## PARTS OF THE EXERCISE
A: Retype the passage in the Ukraine update from "The architect of" up to and including "in her title.".
B: Answer the following questions using the Ukraine update:
(i) In which newspaper did the quote suggesting that reality may be penetrating the propaganda fog appear?
(ii) Who wrote the article "Russia's Brutal War in the Donbas proves Ukraine can't win," and what was his former military rank?
(iii) Whom does Ceasefire.ca name as the architect of the policy insofar as Canada is concerned?
C: Translate this sentence from the Ukraine update into Spanish: "The leadership in Kyiv and its Western backers must now face the sobering realities that diplomacy and a negotiated settlement may be the only way to prevent even more Ukrainian territory from falling to Russia."

## READING PASSAGE
Reality seeps into Ukraine propaganda fog and more on NATO Summit folly

Official portrait of NATO Heads of State and Government

UKRAINE UPDATE

Is reality finally starting to penetrate the western propaganda fog?

The following quote in the Washington Post suggests that reality may finally be starting to penetrate the Western media propaganda fog that has hidden — and continues to hide — from Western publics the consequences of a futile strategy to “entirely vanquish” the Russian tyrant and his armies:

The leadership in Kyiv and its Western backers must now face the sobering realities that diplomacy and a negotiated settlement may be the only way to prevent even more Ukrainian territory from falling to Russia.

The article cited is Russia’s Brutal War in the Donbas proves Ukraine can’t win (19fortyfive.com, 6 July 2022) and, unlike the WP article introduced above, is not paywalled. Its author is Daniel Davis, a retired U.S. Army colonel and frequent commentator on right-wing Fox News.

We strongly suggest reading it in its entirety, to get a sense of the magnitude of the big lie most of the Western media is peddling on the actual military situation on the ground in Ukraine.  (Note that Media Bias Fact Check rates 19fortyfive.com as a factually accurate media source with a “right-center bias”.)

Ceasefire.ca comments:

It will become increasingly obvious that the failure of Canada, the USA and other NATO members to follow the wiser lead of France and Germany in support of a negotiated settlement — back when the terms would have been infinitely more favourable to Ukraine — will have devastating consequences for Ukraine.

Whither Canada?

The architect of this policy, insofar as Canada is concerned, is Deputy Prime Minister Chrystia Freeland, and this extraordinary tunnel vision, in our view, should be the death knell of her none-too-hidden ambition to one day ditch the “deputy” in her title.

## MATERIAL PROVIDED

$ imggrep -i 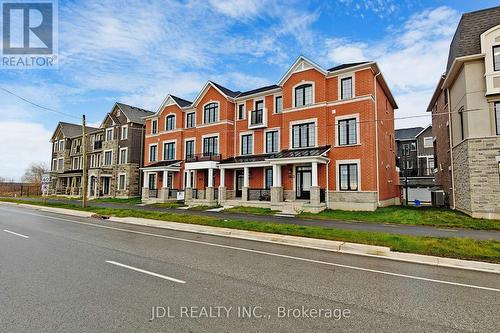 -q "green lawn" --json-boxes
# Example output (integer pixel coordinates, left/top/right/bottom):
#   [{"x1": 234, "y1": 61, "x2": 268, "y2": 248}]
[
  {"x1": 300, "y1": 206, "x2": 500, "y2": 230},
  {"x1": 0, "y1": 199, "x2": 500, "y2": 263},
  {"x1": 224, "y1": 206, "x2": 278, "y2": 215}
]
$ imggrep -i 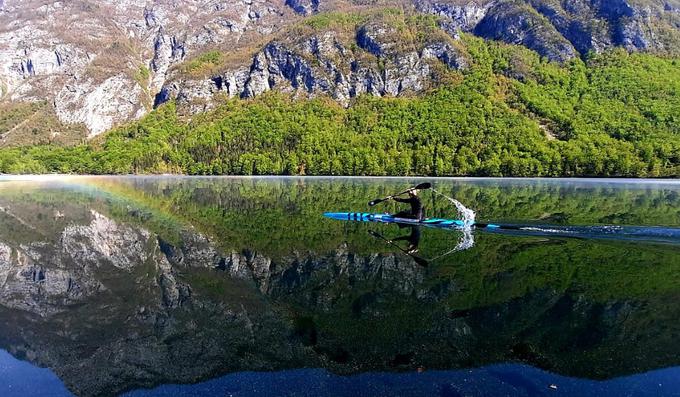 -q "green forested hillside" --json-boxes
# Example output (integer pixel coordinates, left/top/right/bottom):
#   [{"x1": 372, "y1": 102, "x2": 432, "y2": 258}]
[{"x1": 0, "y1": 36, "x2": 680, "y2": 177}]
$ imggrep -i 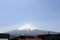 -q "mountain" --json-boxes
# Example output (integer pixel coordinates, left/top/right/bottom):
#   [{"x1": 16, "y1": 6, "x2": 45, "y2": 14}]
[{"x1": 7, "y1": 24, "x2": 57, "y2": 37}]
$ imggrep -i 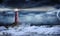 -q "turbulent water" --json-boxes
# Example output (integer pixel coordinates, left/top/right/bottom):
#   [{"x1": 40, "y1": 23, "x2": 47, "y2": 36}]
[
  {"x1": 0, "y1": 26, "x2": 60, "y2": 36},
  {"x1": 0, "y1": 11, "x2": 60, "y2": 36}
]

## RESULTS OF THE TASKS
A:
The architect of this policy, insofar as Canada is concerned, is Deputy Prime Minister Chrystia Freeland, and this extraordinary tunnel vision, in our view, should be the death knell of her none-too-hidden ambition to one day ditch the “deputy” in her title.

B:
(i) The Washington Post.
(ii) Daniel Davis, a retired U.S. Army colonel.
(iii) Deputy Prime Minister Chrystia Freeland.

C: Los dirigentes de Kiev y sus patrocinadores occidentales deben ahora afrontar las aleccionadoras realidades de que la diplomacia y un acuerdo negociado pueden ser la única manera de evitar que aún más territorio ucraniano caiga en manos de Rusia.